(Collected data)
[Start of Attachment]
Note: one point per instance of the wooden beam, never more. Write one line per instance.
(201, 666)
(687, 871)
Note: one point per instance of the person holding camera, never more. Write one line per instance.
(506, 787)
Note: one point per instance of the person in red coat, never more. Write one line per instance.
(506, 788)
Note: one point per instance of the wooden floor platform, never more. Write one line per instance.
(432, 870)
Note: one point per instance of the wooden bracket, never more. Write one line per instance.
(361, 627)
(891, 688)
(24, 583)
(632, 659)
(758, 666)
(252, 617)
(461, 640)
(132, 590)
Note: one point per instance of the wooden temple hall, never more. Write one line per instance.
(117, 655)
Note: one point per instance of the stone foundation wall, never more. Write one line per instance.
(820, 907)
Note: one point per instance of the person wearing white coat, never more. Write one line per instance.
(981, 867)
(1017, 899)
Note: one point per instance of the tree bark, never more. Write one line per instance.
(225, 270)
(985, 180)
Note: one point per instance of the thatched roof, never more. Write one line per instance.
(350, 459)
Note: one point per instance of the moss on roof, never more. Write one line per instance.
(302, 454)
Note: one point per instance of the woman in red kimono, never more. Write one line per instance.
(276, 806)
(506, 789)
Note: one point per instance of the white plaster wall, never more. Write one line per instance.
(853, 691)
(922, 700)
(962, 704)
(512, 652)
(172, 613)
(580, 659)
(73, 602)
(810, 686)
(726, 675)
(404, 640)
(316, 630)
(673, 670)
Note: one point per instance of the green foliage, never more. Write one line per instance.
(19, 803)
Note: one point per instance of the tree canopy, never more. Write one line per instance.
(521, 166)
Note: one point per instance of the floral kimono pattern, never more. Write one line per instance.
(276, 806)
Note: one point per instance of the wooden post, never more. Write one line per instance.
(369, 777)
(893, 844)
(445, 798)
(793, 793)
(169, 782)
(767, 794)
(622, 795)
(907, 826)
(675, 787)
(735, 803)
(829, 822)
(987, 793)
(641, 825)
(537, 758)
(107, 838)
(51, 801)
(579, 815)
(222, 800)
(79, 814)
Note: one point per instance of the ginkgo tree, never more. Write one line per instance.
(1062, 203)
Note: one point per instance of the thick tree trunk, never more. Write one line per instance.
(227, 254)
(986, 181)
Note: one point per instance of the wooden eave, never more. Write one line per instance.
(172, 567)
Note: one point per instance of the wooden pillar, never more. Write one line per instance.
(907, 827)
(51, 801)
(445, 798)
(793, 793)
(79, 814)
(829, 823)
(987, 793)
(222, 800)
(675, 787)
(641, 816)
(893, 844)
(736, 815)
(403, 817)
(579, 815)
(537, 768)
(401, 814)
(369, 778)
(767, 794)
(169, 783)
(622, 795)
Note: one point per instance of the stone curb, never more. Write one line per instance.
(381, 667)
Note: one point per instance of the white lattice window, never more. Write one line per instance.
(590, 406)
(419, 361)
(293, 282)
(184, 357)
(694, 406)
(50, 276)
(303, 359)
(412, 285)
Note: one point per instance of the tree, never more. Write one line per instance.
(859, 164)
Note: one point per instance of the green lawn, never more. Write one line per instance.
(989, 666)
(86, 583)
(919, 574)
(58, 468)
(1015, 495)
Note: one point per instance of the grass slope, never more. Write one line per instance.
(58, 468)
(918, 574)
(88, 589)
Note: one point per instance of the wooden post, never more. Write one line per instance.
[End of Attachment]
## THE TASK:
Please write out all the data above, exactly as it reads.

## PROBLEM SOLUTION:
Note: one point per instance of the wooden beam, never more. Write one line per instance.
(201, 666)
(687, 871)
Note: one point per instance of the person holding camera, never more. Write one line per instance.
(506, 787)
Note: one point per instance of the person in red coat, never more. Write one line per instance.
(506, 788)
Note: one point per instance of the wooden floor platform, never more. Write one line per instance.
(432, 870)
Note: one point per instance of the wooden bracket, never more. Write one line per instance.
(361, 627)
(891, 688)
(24, 583)
(632, 659)
(758, 666)
(252, 617)
(461, 640)
(132, 590)
Note: one point per instance of the wooden temple hall, never more. Write one line per instance.
(117, 655)
Note: one point per instance of the stone foundation wall, never more. Write one line per instance.
(820, 907)
Note: one point per instance of the person wearing white coat, never more. Write one line per instance.
(981, 867)
(1017, 899)
Note: one point per instance of the tree bark, never more. Write one line per instance.
(225, 270)
(985, 180)
Note: one point per instance of the thatched roof, never more. Write one line per instance.
(350, 459)
Note: one point per instance of the moss on roof, never more. Write one line per instance.
(302, 454)
Note: one point per instance of the woman in red kimono, never more. Write one line per instance.
(276, 806)
(506, 789)
Note: one point per instance of the white plaster wall, never more. Write one line per instance.
(853, 691)
(922, 700)
(962, 704)
(512, 652)
(172, 613)
(580, 659)
(73, 602)
(810, 686)
(726, 675)
(404, 640)
(316, 630)
(673, 670)
Note: one point per instance of the green foliage, never more. Write one line per instance.
(19, 803)
Note: one point per instance of the tree canopy, never more. Write one line per instance.
(521, 166)
Note: one point per instance of the floral kimono pattern, never more. Write one line per instance.
(276, 806)
Note: one point per instance of the wooden post, never more. Write one line per instance.
(369, 777)
(893, 844)
(445, 798)
(793, 793)
(169, 782)
(767, 794)
(622, 795)
(907, 826)
(675, 787)
(735, 803)
(829, 822)
(987, 793)
(641, 825)
(537, 758)
(107, 838)
(51, 801)
(579, 815)
(222, 800)
(79, 814)
Note: one point per instance of the ginkgo tree, never more. Write one line per instance.
(1062, 203)
Note: one point per instance of the thick tree trunk, never more. Write one line per instance.
(227, 254)
(986, 181)
Note: one point per instance of the wooden eave, never more. Write one line per instance.
(172, 567)
Note: one point per instance of the wooden pillar, never more. Write one line per instance.
(907, 827)
(51, 801)
(445, 798)
(793, 793)
(79, 814)
(829, 823)
(987, 793)
(222, 800)
(675, 787)
(641, 816)
(893, 844)
(736, 815)
(403, 817)
(579, 815)
(537, 768)
(401, 814)
(369, 778)
(767, 794)
(169, 783)
(622, 795)
Note: one point per instance of the stone curb, never more. Write one line per instance.
(381, 667)
Note: one point per instance of the white lattice window, never more. Write one line per instance.
(590, 406)
(419, 361)
(293, 282)
(184, 357)
(694, 406)
(50, 276)
(303, 359)
(412, 285)
Note: one point per instance of the tree, never more. Write one line per instance.
(859, 164)
Note: one point per instance of the green lawn, never more. Write one line per instance.
(989, 666)
(86, 583)
(919, 574)
(58, 468)
(1015, 495)
Note: one point per instance of the grass slope, never more. Write one line per instance.
(58, 468)
(918, 574)
(88, 589)
Note: one point per instance of the wooden post, never more. Write one line per instance.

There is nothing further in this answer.